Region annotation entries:
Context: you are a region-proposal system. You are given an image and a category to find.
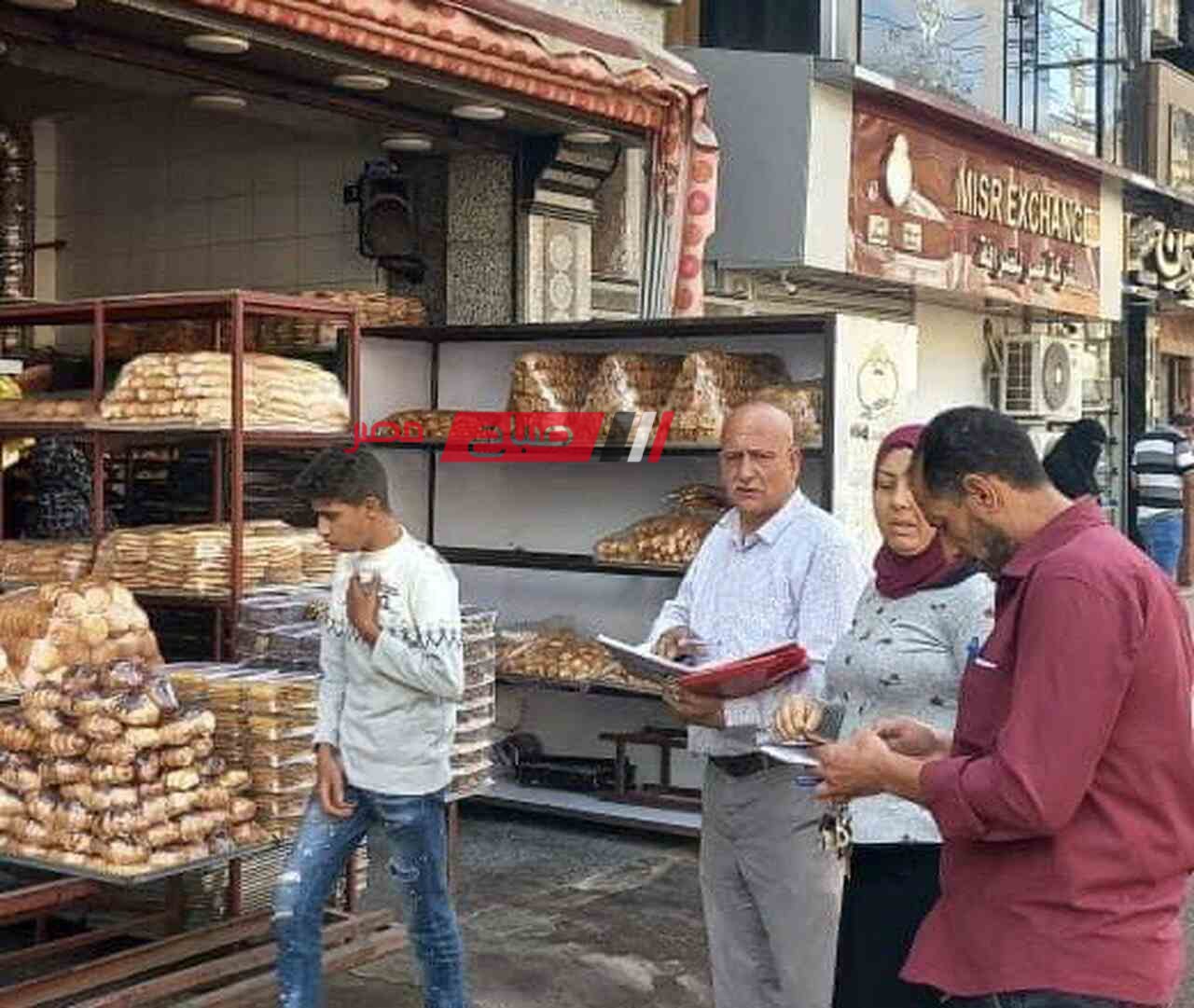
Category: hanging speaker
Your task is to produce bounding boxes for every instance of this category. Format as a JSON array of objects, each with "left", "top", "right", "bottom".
[{"left": 344, "top": 161, "right": 427, "bottom": 283}]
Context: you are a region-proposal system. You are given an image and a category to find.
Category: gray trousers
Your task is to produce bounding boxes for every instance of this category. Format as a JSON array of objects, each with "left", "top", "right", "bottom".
[{"left": 701, "top": 762, "right": 843, "bottom": 1008}]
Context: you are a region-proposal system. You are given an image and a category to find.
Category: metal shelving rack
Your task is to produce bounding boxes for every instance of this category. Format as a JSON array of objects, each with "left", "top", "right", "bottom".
[
  {"left": 362, "top": 316, "right": 836, "bottom": 836},
  {"left": 0, "top": 290, "right": 361, "bottom": 659}
]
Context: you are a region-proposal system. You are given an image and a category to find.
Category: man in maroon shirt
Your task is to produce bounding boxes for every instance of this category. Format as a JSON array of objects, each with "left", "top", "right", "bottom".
[{"left": 819, "top": 408, "right": 1194, "bottom": 1008}]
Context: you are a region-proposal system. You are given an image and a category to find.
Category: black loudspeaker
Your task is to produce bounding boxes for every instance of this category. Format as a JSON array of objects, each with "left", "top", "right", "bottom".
[{"left": 344, "top": 161, "right": 427, "bottom": 283}]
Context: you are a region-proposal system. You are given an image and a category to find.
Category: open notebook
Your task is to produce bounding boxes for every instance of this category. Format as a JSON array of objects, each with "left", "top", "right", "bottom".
[{"left": 597, "top": 636, "right": 809, "bottom": 697}]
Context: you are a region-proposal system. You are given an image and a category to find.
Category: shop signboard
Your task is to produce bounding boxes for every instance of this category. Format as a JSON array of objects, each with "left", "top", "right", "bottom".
[
  {"left": 848, "top": 95, "right": 1101, "bottom": 316},
  {"left": 1123, "top": 214, "right": 1194, "bottom": 302}
]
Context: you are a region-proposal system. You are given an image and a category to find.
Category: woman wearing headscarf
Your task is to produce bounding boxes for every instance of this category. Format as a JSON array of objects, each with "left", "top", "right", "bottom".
[
  {"left": 775, "top": 424, "right": 994, "bottom": 1008},
  {"left": 1045, "top": 419, "right": 1107, "bottom": 501}
]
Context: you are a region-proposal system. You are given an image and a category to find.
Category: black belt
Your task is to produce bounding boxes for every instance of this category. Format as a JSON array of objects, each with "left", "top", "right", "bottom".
[{"left": 709, "top": 753, "right": 787, "bottom": 777}]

**What is being asked**
Any pictures should be dropped; transcribe the rest of the records above exactly.

**Reply**
Context: you are a region-proposal system. You are given an image and a category to find.
Category: hanging speaker
Your task is to produce bounding boxes for every instance of this category. Format as a JSON array of objects, each with "left", "top", "right", "bottom".
[{"left": 344, "top": 161, "right": 427, "bottom": 283}]
Context: you are a region-proposal system. You are given an image and a category to find.
Category: gray trousers
Your task is to produce bounding boxes for every instance of this category. Format as a JSON array of objects, each with "left", "top", "right", "bottom".
[{"left": 701, "top": 762, "right": 843, "bottom": 1008}]
Context: you are a region-proposal system. You are given an image and a category to find.
Category: metal shelving rack
Your task is to produce bounding boxes for every instance of this category. Format as a JSON array of objects, each with "left", "top", "right", "bottom".
[
  {"left": 362, "top": 316, "right": 836, "bottom": 836},
  {"left": 0, "top": 290, "right": 361, "bottom": 659}
]
Context: you are a region-proposal system. You are given an image and a category to find.
Category: man in maroon shirt
Your task is to produce bounding boxes for every instance of this category. Format as a JSON array of objects, each with "left", "top", "right", "bottom".
[{"left": 819, "top": 408, "right": 1194, "bottom": 1008}]
Context: you are a region-proposal system. You are given an image and a category to find.
Category: black loudspeaker
Your task is to produce bounding boxes for every instance of this category. Format as a JSON array of objects, each with "left", "top", "right", "bottom".
[{"left": 344, "top": 161, "right": 427, "bottom": 283}]
Context: you are a region-proposal system. You are given an image and a category to find.
Category: open notebook
Your task is to produce bounding boxes for every instance of this category. Format as a JSON array of objects, each with "left", "top", "right", "bottom".
[{"left": 597, "top": 636, "right": 809, "bottom": 697}]
Context: you are a region-proposal system. You are given an image and a category to find.
Category: shop signboard
Your task is to produce bounding boxes for every instance of this category. Format as a JSON array of objects, each with "left", "top", "right", "bottom".
[
  {"left": 848, "top": 95, "right": 1101, "bottom": 316},
  {"left": 1123, "top": 214, "right": 1194, "bottom": 302}
]
Context: you are a region-proposal system. You are given an image and a category to find.
Category: woman wearing headscarf
Your task is to produce bounding boxes for every instance of this category. Format as a JSON array of objects, each with "left", "top", "right", "bottom".
[
  {"left": 775, "top": 424, "right": 994, "bottom": 1008},
  {"left": 1045, "top": 419, "right": 1107, "bottom": 501}
]
Context: you are a region-proposal system. You are given an image and a category to find.
Category: black belt
Your task is to produce bounding boxes for every instance of this category. Format as a JSON array of objects, each with "left", "top", "right", "bottom".
[{"left": 709, "top": 753, "right": 787, "bottom": 777}]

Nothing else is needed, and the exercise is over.